### 出典
——————————

SNSにおける「売上アップのための投稿」と「エンゲージメント向上のための投稿」の違い

今の時代はInstagramやX(旧Twitter)などのSNSを集客のために利用している企業も多いです。アカウントを持っていない企業のほうが珍しいくらいかもしれません。

一口にSNSによる集客といっても、その内容は様々です。

売上アップを指すこともあれば、ブランドのファンの増加を指すこともあります。

ウェブマーケティング担当者の多くは後者の目的でSNSを運用していることが多いかもしれません。

というよりも、企業のSNSというのは顧客との関係性構築やブランド認知のために運用するものと考え、直接的な売上アップの効果をそれほど期待していないかもしれません。

しかし、SNSによる売上アップの効果は意外とあります。1投稿あたりの効果でいえば、エンゲージメント向上への影響よりも、売上アップへの影響のほうが大きいくらいです。

もちろん、どのような内容を投稿するかによってもその効果は違います。

結論からいうと、「情報提供型のコンテンツ」を投稿すると売上がアップし、「感情的なコンテンツ」を投稿するとエンゲージメントが増加します。

「情報提供型のコンテンツ」 vs. 「感情的なコンテンツ」

企業のSNSの影響について調べたアムステルダム自由大学のジョージア・リアデリらの研究があります。

過去に発表されたSNSの効果についての論文86本(データ数は9,000万件以上)を統合・分析したものです。

この研究によると、商品やサービスの具体的な説明や専門知識のような「情報提供型のコンテンツ」を投稿すると売上アップにつながることが分かりました。

一方で、面白いネタやブランドの価値観を伝えるストーリーのような「感情的なコンテンツ」を投稿すると、「いいね」などのエンゲージメントが高まることが分かりました。

——————————

### 記録の抜粋
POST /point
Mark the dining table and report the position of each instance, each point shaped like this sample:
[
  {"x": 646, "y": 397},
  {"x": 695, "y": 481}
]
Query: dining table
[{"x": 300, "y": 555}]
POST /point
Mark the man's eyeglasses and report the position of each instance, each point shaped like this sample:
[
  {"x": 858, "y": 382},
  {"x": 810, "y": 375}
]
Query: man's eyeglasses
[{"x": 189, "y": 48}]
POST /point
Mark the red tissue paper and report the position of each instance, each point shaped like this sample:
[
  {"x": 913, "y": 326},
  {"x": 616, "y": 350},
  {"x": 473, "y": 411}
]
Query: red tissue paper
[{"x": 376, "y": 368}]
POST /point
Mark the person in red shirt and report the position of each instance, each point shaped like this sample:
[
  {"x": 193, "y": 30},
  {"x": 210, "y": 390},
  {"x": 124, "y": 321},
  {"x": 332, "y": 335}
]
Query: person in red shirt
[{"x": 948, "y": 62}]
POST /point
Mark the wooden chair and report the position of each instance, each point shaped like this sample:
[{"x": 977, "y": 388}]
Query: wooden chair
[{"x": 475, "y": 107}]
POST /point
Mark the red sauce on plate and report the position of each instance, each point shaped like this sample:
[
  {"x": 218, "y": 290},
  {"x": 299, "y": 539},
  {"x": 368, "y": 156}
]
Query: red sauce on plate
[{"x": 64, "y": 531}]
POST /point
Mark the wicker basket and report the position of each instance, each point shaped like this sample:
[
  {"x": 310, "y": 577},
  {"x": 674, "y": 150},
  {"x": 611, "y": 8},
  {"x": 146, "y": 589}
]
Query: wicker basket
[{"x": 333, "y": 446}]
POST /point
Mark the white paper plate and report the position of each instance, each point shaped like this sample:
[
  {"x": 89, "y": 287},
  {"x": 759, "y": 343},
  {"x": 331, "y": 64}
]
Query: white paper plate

——————————

### 課題 A
SNS投稿に関する出典の文章を読み、次の問いに答えてください。
(i) 紹介されている研究では、論文を何本統合・分析しましたか。
(ii) その研究を行ったのは、どの大学のジョージア・リアデリらですか。
(iii) 研究によると、売上アップにつながるのはどのようなコンテンツですか。
### 課題 B
SNS投稿の効果を扱った文章を、最後の文の続きから書き継いでください。

### 解答 A
(i) 86本
(ii) アムステルダム自由大学
(iii) 商品やサービスの具体的な説明や専門知識のような「情報提供型のコンテンツ」

### 解答 B
(エンゲージメントの高まりはその企業やブランドに対する愛着の強化につながります)

また1投稿あたりの影響の大きさは情報提供型のコンテンツのほうが大きいことも判明しています。

なぜ投稿内容による違いが生じるのか?

なぜ投稿内容によってこのような違いが生じるのでしょうか?

まず、情報提供型のコンテンツがなぜ売上アップにつながるかというと、それが製品やサービスを購入する直接的な決め手となる情報だからです。

情報提供型コンテンツでは、製品やサービスの具体的な特徴や利点、価格、使用方法などを詳細に伝えます。

このような具体的かつ合理的な情報は、購買を検討している消費者の判断に大きな影響を与えますから、販売を促進する効果が高いのです。

しかし、こうした合理的な情報に感情が動かされることは少ないですから、他者とシェアしたいという欲求は生まれにくく、エンゲージメントは高まりにくいといえます。

一方、感情的コンテンツは感動的なストーリーやユーモラスな動画によって、消費者の感情に直接働きかけます。

感情を動かされた消費者はその感動を他人と共有したいという欲求が強化されます。

それによって、「いいね」「シェア」「コメント」などのエンゲージメント行動を起こしやすくなるのです。

ただし、こうした感情的コンテンツは具体的な製品の購入につながる「機能的な情報」や「購入を動機づける要素」が不足しているため売上アップにつながりにくいのです。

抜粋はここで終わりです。